▶ [Excerpt to read]:

[Begin]

For this year's Dreamforce, we actually did a couple of different things from a measurement standpoint. And frankly I'm a big believer in visibility as being a really critical driver for action in general. And so, one of the first things we did just as we were sort of launching ... and as we all know, for any of us going to Dreamforce, this is annoyingly ... it's a huge part of our lives for several months, if not more. Leading up each year to this event, it's a big investment for many, many companies. And so as we were sort of launching that process and figuring out what it was that we wanted to do there and what our point of view was about how we want it to be perceived, how it was that we wanted to interact with our target accounts, with our customers, one of the first things we did was just to set up ... and it sounds so simple, but a dashboard that is showcasing the types of things that we most care about.

NANI: 

And so in leading up to that, certainly we wanted to be driving registrations for our VIP events. We wanted to be setting meetings, we wanted to get folks coming to various lunches or product briefings, things like that. And then as we're going through this whole process, the ... as I mentioned, key component of this was in opportunity generation.

NANI: 

And so we set a goal for ourselves to develop ... and it's kind of an interesting goal, but something to keep in mind as you've got events. This Dreamforce in 2019 was actually quite late in the year. And as a result of that, what we were concerned about from a business perspective is that we knew this was going to be a big opportunity generation driver, but we needed for those opportunities to actually start being developed even prior to the event. We didn't want to wait until basically after the Thanksgiving break to start sort of following up on these.

NANI: 

And so we set out for ourselves to develop twice as many opportunities as we had the year prior by the time Dreamforce itself closed, that week of Dreamforce. And that was something that I think ... it ended up being somewhat certainly aspirational but also inspirational, right? And people could really rally around that, not just in marketing. Because as we all know, getting support for events across the organization can be sometimes a bit of a struggle, right? And we're like, "Please [inaudible 00:27:42] the meetings at the meetings." But in reality this is a huge boon for the business broadly to have this go off without a hitch. And so that rallied really the whole organization around supporting this massive initiative and gave them something concrete to be reaching for. And so our sort of primary rally cry was this SQL2X, is what we called out, our sales qualified leads, which are actually opportunities in our case.

NANI: 

And so getting twice as many as we'd had the year prior by the time the event closed. People were so into that and making sure that they were ... and anytime people did sign up for these events, that they were following up and reaching out to them. We actually ended up generating more than four times the number of opportunities that we had the year prior. And that was huge. And more important ... not ... maybe equally important was the timing of that, so that by the time the event itself had come up, we were feeling really strong anyway, that these were already people who are engaged with us and in sales cycles with us who were also going to be sort of part of our Dreamforce experience.

BRANDON:

Wow, that's so amazing. And yeah, I mean that's one of the biggest challenges I think that event marketers face is when you're putting on these great events or you're exhibiting at events, really getting that buy-in from other teams. You mentioned you made this a big focus, you came up with a really fun name for it, SQL2X. What are some other things that you think led to having such great buy-in from other teams here?

[End]

▶ [Goal]:
Decide whether each statement agrees with the Dreamforce excerpt above, answering yes or no and quoting the words of the excerpt that settle it.
1. The 2019 Dreamforce took place early in the year.
2. The goal was to develop twice as many opportunities as the year before by the time Dreamforce closed.
3. The team ended up generating three times as many opportunities as the year before.
The records that come next have no connection to the Dreamforce excerpt.

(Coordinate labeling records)

[Begin]

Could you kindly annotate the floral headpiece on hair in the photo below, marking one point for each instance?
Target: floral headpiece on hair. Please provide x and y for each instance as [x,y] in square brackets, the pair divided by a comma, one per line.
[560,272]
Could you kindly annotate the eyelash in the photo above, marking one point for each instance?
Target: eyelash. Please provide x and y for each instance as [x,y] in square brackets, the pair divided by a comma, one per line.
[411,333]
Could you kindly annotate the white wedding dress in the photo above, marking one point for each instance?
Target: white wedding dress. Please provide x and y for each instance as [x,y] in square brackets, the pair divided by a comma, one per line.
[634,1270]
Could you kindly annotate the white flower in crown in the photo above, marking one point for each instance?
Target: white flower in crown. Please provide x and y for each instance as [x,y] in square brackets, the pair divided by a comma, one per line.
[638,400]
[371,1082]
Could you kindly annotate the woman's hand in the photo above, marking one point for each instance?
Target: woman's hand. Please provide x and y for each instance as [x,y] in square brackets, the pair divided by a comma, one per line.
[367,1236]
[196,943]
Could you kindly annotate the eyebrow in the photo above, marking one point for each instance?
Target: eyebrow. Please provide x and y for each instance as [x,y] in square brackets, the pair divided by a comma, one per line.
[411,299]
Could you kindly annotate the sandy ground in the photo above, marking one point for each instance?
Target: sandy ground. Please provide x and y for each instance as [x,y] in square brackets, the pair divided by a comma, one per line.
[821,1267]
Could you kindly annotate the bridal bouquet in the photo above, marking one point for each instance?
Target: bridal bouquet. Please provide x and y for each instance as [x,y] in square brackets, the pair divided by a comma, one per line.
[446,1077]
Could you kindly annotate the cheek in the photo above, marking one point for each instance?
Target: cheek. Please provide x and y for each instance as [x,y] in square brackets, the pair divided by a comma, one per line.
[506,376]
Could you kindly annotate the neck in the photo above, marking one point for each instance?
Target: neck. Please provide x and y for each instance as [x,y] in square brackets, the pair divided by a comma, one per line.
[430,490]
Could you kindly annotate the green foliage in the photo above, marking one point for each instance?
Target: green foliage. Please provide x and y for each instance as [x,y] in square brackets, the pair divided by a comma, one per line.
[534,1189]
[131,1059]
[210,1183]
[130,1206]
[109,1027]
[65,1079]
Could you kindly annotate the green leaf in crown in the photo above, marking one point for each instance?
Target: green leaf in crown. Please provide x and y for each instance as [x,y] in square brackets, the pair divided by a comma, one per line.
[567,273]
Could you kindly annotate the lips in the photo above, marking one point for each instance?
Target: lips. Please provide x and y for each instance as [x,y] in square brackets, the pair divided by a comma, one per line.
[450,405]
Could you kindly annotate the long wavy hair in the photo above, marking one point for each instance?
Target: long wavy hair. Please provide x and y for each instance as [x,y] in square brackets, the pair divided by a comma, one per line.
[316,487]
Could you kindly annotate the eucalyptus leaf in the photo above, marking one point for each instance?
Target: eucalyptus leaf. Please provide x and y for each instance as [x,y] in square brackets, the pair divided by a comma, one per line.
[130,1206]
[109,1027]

[End]

▶ [Answer for this exercise]:
1. No: "This Dreamforce in 2019 was actually quite late in the year."
2. Yes: "we set out for ourselves to develop twice as many opportunities as we had the year prior by the time Dreamforce itself closed"
3. No: "We actually ended up generating more than four times the number of opportunities that we had the year prior."